## Work order
Reproduce verbatim the lines of the entries below, beginning with the line that contains "negative clicks: (858, 463) (849, 455)" and stopping after the line that contains "box: [0, 0, 1200, 784]".

*** Source material ***

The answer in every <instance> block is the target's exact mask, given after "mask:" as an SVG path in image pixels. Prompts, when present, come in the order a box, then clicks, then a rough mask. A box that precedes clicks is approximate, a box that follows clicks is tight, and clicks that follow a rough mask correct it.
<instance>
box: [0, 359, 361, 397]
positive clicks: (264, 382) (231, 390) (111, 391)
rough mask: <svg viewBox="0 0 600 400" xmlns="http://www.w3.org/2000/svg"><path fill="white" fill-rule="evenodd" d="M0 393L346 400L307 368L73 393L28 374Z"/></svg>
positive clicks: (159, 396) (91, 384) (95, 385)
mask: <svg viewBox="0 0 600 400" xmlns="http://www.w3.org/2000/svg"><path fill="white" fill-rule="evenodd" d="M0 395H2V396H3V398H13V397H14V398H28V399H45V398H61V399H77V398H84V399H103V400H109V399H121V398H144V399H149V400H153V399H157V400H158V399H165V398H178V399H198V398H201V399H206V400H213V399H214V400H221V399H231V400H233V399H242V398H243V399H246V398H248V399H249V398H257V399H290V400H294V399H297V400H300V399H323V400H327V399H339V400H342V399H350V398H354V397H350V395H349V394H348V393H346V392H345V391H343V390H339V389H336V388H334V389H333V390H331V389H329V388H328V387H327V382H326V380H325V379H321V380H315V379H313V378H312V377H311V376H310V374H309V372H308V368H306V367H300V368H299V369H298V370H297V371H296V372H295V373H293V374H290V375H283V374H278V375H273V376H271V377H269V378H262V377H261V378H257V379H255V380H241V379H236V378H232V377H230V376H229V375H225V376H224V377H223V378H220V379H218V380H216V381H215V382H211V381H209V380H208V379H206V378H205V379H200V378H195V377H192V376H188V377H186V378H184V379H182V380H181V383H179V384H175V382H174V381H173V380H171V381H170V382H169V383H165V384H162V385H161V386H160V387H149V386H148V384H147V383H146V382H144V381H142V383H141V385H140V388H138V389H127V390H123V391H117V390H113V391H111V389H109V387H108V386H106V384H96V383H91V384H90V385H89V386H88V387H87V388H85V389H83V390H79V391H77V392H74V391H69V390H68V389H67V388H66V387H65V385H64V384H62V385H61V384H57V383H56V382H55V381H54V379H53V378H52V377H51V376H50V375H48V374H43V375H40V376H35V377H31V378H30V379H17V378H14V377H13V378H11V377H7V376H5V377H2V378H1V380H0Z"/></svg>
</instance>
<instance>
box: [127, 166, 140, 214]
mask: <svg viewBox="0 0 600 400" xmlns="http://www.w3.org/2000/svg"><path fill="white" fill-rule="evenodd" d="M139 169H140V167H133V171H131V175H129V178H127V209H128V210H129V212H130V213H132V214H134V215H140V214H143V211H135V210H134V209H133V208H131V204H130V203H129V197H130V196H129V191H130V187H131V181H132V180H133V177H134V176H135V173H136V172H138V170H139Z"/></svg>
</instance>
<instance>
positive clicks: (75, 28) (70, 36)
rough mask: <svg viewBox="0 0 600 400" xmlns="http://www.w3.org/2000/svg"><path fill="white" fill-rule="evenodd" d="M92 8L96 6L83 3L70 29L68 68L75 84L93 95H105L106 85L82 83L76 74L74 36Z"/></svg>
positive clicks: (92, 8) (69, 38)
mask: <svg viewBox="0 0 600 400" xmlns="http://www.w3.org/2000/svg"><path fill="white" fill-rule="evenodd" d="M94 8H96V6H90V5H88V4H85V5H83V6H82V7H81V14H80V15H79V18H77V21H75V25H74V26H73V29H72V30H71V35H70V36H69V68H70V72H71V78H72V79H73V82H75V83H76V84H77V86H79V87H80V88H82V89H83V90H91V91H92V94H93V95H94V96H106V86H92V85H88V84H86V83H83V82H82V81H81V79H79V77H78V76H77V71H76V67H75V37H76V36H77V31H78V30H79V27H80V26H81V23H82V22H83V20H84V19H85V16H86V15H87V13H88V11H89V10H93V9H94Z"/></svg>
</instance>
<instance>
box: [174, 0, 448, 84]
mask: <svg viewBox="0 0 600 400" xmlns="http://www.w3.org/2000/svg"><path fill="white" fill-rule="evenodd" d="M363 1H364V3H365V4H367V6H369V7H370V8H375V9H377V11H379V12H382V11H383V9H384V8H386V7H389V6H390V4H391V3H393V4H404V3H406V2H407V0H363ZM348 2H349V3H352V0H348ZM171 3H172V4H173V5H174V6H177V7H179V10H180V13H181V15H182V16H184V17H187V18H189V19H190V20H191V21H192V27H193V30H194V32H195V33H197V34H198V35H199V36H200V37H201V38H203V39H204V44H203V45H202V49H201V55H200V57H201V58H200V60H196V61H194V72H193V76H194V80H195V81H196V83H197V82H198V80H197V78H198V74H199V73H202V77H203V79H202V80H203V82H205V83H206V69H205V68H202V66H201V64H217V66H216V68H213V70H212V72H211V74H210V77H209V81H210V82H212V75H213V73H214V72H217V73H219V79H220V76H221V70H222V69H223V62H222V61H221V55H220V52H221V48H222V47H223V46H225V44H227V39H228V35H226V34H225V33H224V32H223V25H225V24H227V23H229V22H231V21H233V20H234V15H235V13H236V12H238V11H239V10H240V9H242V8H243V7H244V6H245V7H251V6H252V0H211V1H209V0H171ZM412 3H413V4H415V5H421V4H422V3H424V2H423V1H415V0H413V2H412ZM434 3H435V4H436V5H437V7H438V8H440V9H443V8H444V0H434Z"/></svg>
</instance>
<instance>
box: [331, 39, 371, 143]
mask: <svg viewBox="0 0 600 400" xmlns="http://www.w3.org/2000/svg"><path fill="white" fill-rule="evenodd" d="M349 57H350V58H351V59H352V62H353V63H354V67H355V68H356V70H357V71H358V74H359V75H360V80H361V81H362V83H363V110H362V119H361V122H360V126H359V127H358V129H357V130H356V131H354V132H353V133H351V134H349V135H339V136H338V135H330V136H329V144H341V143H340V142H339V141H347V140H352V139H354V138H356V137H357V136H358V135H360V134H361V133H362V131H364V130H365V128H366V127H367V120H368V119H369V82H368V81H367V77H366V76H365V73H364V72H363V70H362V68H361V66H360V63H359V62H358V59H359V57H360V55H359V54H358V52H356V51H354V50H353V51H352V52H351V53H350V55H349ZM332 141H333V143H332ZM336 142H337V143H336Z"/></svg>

*** End of Source material ***
*** Source material ***

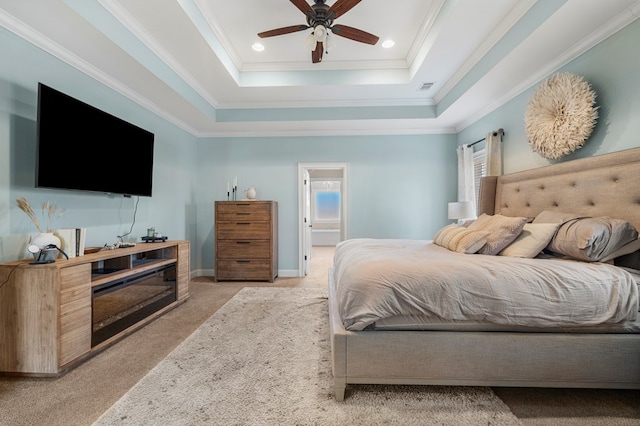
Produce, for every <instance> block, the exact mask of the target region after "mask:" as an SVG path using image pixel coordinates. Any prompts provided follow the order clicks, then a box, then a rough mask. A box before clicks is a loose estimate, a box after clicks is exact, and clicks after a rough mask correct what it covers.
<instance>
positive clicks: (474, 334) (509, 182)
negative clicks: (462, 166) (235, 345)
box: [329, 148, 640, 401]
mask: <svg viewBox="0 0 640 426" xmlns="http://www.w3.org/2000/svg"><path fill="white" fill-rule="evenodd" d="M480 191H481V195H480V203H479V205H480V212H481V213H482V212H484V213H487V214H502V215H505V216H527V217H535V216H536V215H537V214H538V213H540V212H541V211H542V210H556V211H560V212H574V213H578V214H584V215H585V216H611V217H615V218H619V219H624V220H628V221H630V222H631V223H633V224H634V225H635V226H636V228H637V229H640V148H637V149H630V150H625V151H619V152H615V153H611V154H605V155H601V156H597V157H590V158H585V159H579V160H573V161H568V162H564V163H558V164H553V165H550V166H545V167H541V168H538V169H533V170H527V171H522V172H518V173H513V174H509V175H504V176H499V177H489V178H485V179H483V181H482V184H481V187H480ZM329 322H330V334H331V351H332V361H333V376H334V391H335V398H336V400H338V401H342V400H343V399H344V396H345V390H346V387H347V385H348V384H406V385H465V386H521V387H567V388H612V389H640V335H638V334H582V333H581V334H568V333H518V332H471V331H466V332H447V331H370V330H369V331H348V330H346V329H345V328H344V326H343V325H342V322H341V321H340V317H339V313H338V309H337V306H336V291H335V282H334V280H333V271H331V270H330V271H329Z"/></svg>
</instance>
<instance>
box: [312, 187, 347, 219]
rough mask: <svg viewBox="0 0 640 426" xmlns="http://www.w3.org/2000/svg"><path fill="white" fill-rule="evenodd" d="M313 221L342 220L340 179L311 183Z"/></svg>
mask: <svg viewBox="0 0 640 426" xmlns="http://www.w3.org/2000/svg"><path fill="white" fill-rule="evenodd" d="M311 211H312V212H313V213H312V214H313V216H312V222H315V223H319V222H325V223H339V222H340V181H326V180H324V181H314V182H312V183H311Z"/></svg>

*** End of Source material ***
*** Source material ***

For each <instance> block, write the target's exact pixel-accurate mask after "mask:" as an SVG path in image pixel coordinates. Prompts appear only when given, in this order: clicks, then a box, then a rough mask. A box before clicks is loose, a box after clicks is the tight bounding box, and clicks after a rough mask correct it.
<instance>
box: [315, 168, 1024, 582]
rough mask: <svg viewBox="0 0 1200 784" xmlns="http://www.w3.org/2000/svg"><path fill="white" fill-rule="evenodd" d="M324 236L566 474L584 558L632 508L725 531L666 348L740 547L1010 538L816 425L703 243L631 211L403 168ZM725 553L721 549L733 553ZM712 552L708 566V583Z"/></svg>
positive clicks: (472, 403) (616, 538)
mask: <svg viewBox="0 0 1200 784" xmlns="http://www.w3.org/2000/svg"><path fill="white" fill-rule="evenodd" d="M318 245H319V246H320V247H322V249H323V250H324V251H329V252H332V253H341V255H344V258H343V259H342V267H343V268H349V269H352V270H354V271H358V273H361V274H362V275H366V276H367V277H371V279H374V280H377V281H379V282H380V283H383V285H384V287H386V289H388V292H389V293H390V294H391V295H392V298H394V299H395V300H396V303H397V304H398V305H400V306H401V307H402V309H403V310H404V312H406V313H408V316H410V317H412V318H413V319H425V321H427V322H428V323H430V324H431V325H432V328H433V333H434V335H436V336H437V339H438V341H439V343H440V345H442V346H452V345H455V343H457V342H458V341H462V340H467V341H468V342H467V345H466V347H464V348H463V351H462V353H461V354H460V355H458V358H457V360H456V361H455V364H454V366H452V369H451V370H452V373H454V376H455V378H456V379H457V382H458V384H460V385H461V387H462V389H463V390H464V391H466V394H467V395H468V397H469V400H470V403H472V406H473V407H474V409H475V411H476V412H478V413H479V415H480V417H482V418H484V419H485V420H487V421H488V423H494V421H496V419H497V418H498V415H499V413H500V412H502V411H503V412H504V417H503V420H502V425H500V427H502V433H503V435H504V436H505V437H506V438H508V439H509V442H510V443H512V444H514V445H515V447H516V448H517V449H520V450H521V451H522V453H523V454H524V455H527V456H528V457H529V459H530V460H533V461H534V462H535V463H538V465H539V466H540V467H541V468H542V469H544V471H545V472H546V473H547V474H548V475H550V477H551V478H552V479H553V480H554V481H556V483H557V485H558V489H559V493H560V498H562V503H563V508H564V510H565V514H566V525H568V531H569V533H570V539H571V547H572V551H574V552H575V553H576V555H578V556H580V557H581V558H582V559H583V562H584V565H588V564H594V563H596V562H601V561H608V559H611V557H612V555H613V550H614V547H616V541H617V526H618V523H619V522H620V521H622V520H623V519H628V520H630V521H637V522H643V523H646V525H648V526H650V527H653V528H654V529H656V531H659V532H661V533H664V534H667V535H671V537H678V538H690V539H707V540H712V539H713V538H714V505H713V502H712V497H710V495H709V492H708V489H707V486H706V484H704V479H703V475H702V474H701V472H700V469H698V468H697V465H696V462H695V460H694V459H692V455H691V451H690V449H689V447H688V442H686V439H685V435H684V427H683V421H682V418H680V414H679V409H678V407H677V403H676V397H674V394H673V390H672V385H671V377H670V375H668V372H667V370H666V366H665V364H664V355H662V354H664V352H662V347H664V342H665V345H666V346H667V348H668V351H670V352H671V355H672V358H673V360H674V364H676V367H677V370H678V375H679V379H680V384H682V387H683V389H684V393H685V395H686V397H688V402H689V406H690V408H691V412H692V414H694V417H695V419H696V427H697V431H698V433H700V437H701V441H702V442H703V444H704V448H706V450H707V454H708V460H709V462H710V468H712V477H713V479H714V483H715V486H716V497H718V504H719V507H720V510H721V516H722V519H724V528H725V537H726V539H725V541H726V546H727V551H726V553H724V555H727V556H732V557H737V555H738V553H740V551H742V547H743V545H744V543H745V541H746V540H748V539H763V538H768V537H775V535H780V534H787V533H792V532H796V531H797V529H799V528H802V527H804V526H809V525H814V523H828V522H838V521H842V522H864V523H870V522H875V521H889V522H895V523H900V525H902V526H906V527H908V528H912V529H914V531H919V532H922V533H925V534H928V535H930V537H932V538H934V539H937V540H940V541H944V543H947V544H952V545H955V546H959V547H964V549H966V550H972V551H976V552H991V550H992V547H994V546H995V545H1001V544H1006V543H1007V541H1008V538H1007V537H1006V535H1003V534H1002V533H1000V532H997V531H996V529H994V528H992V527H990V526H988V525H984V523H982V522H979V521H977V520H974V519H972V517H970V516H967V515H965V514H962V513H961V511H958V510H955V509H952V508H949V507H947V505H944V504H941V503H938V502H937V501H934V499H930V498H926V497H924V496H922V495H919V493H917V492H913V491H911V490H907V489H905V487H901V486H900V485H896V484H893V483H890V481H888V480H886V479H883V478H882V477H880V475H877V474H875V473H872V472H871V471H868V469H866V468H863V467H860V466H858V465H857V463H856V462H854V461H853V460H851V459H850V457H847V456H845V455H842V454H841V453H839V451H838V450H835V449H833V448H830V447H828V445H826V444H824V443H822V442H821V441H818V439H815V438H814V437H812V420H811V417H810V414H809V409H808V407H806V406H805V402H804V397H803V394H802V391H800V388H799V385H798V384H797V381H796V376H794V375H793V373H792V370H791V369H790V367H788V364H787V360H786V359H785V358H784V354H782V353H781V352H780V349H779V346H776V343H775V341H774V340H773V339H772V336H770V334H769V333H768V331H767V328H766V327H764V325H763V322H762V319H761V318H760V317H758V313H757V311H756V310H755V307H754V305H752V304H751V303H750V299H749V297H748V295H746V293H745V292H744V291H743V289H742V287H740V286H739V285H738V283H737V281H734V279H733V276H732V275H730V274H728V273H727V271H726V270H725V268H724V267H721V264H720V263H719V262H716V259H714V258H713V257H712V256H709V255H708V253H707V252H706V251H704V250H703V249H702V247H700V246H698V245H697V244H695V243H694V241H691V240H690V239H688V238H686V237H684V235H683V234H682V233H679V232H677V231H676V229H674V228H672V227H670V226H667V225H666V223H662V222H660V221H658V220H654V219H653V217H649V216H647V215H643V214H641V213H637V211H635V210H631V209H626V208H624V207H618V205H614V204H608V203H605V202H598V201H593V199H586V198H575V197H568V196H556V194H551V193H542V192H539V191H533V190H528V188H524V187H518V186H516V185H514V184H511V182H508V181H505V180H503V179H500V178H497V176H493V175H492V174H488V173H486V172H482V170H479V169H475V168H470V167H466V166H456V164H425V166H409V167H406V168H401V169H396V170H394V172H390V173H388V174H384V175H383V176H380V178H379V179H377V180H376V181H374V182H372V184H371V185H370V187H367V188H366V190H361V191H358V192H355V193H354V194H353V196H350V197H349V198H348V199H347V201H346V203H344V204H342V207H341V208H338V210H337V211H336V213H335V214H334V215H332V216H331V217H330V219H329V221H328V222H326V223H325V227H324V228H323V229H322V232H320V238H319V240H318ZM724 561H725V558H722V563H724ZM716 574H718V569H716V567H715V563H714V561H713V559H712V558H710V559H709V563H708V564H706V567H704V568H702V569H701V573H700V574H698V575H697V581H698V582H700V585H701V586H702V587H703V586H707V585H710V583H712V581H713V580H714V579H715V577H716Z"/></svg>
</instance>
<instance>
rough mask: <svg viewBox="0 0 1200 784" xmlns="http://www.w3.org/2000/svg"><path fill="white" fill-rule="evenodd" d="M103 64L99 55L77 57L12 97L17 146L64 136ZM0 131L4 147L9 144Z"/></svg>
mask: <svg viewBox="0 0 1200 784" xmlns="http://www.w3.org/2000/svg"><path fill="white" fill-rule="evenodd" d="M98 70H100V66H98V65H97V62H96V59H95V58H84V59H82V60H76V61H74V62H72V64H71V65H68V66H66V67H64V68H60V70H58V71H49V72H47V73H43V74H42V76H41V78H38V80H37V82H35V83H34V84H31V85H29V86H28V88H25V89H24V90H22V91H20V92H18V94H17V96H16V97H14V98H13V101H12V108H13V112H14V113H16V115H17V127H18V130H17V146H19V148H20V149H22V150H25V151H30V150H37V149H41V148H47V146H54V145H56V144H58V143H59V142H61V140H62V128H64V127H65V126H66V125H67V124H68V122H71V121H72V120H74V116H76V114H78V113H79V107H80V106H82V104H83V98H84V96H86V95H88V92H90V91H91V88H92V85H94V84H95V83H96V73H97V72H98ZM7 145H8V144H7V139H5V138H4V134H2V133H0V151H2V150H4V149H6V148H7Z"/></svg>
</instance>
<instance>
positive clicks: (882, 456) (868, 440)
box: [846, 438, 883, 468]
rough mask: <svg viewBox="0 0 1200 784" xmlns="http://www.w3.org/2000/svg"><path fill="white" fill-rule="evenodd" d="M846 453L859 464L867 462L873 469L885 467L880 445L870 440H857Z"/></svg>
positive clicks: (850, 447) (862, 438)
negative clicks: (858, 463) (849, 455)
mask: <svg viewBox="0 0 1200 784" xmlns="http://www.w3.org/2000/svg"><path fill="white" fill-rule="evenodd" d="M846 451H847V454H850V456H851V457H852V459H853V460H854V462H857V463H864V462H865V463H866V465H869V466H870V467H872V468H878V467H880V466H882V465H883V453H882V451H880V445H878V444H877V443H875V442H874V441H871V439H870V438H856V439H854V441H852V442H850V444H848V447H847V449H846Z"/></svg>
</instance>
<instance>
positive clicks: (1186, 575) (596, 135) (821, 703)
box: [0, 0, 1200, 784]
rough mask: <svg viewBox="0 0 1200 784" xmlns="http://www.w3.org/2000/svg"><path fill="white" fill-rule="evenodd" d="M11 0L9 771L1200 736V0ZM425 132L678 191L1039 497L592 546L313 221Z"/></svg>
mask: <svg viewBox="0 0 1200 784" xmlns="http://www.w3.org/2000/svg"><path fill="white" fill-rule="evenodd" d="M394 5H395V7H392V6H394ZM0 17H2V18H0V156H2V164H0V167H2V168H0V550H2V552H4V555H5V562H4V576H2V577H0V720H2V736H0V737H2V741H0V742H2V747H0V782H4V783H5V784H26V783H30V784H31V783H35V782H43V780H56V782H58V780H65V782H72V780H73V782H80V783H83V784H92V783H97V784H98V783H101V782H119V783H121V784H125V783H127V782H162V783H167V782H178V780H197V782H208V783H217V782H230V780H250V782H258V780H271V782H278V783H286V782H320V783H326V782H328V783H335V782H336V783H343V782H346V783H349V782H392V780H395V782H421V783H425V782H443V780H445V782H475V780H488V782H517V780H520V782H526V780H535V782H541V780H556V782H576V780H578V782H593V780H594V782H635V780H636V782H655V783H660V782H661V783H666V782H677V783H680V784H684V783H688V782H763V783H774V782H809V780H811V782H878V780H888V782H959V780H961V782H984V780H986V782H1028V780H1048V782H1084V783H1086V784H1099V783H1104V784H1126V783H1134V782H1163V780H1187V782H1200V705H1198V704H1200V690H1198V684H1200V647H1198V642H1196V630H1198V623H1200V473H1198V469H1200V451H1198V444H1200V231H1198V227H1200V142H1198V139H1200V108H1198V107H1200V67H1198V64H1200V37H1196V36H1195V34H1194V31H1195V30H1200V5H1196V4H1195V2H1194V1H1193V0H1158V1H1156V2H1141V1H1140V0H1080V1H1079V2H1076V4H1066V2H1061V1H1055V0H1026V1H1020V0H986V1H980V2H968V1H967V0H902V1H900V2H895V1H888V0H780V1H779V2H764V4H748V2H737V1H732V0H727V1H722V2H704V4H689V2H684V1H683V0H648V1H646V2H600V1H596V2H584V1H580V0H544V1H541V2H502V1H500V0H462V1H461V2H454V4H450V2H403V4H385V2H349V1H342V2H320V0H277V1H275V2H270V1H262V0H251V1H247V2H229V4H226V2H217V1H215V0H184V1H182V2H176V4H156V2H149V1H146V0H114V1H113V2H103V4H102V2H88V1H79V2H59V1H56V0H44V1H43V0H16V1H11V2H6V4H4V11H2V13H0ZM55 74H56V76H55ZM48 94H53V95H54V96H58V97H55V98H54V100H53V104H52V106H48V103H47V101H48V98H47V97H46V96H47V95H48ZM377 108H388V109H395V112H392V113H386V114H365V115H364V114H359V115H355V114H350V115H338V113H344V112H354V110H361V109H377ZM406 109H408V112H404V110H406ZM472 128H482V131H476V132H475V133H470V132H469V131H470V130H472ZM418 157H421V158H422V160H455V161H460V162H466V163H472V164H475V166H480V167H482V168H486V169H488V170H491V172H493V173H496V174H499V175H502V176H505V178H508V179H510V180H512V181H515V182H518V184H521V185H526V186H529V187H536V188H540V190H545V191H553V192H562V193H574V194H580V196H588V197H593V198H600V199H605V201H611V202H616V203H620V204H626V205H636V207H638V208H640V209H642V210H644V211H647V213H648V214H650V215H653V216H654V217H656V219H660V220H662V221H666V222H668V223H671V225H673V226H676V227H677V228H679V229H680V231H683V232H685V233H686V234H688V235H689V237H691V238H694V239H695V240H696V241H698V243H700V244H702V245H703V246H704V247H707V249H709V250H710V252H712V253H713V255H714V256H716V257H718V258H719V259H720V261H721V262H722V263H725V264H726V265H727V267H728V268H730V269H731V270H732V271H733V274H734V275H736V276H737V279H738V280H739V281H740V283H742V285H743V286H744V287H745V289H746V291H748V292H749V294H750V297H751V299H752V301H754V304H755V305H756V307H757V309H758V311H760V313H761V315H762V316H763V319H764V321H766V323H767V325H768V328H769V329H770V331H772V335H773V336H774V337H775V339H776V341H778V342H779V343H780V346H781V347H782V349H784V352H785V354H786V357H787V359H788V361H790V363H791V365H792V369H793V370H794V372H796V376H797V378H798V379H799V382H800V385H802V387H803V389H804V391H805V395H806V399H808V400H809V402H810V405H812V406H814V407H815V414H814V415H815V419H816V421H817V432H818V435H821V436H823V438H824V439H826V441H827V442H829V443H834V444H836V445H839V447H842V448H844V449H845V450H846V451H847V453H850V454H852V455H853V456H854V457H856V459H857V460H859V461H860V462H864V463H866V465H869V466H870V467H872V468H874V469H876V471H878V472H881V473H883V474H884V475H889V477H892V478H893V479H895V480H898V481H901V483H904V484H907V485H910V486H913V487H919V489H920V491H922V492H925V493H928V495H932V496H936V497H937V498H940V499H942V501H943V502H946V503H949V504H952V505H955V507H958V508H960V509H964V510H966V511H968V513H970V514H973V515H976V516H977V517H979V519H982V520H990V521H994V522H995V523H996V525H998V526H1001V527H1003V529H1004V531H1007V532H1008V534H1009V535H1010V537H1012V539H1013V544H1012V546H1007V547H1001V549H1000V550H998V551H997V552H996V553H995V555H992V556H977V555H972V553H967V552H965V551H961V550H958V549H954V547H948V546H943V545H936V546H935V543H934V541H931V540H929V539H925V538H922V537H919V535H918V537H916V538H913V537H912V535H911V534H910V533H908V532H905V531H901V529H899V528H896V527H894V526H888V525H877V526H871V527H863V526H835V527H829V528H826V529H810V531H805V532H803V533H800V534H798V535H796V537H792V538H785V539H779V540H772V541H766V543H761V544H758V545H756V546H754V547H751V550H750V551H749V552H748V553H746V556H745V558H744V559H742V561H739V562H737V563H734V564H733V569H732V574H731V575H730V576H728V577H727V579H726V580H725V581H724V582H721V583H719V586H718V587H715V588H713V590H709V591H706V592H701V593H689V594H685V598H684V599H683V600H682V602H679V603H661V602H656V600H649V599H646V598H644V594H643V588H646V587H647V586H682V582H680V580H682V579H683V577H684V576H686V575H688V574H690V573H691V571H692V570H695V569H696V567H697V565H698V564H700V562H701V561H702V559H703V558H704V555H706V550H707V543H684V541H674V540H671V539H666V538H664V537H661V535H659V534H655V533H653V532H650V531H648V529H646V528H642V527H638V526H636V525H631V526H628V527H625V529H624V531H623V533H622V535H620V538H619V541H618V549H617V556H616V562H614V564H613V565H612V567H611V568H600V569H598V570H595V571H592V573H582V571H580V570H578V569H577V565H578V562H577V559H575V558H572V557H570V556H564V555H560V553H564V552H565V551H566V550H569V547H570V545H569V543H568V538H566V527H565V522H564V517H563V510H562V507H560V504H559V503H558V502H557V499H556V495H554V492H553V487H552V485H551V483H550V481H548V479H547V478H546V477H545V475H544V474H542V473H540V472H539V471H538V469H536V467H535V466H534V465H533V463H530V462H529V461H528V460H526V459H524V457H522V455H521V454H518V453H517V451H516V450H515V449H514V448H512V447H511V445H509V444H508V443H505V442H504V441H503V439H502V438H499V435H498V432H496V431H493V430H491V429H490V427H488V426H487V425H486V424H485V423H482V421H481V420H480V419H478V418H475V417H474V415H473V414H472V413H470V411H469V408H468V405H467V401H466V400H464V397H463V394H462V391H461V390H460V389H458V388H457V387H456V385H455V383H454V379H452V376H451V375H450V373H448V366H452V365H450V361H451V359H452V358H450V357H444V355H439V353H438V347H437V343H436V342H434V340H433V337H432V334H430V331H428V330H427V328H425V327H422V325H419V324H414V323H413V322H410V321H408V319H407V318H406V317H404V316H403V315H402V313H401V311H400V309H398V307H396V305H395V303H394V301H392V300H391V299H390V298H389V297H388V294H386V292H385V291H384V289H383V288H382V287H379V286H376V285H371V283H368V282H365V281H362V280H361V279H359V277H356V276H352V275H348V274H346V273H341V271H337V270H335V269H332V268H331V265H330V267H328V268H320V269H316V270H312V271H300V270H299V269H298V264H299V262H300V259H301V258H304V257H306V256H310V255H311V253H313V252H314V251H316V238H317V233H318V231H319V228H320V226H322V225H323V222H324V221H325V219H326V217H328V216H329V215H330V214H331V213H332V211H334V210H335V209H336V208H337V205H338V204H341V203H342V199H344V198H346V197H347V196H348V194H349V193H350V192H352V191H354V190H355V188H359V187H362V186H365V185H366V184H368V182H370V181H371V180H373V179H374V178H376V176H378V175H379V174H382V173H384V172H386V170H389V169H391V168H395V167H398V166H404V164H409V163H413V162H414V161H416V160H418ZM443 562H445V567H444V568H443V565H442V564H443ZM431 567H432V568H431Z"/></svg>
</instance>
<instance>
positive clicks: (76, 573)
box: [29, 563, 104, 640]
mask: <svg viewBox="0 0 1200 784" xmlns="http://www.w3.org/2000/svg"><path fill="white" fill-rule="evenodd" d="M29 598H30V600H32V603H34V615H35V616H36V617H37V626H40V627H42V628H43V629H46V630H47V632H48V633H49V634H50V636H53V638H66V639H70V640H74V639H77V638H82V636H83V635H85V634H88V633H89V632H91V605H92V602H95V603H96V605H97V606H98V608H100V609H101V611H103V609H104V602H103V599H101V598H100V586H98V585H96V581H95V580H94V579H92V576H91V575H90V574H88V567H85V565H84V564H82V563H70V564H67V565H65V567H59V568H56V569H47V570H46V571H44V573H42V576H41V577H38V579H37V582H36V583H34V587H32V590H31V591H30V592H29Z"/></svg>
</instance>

*** End of Source material ***

## Reply
negative clicks: (858, 463) (849, 455)
mask: <svg viewBox="0 0 1200 784" xmlns="http://www.w3.org/2000/svg"><path fill="white" fill-rule="evenodd" d="M846 451H847V454H850V456H851V457H852V459H853V460H854V462H857V463H864V462H865V463H866V465H869V466H870V467H872V468H878V467H880V466H882V465H883V453H882V451H880V445H878V444H877V443H875V442H874V441H871V439H870V438H856V439H854V441H852V442H850V444H848V447H847V449H846Z"/></svg>
</instance>
<instance>
positive clicks: (1186, 575) (596, 135) (821, 703)
box: [0, 0, 1200, 784]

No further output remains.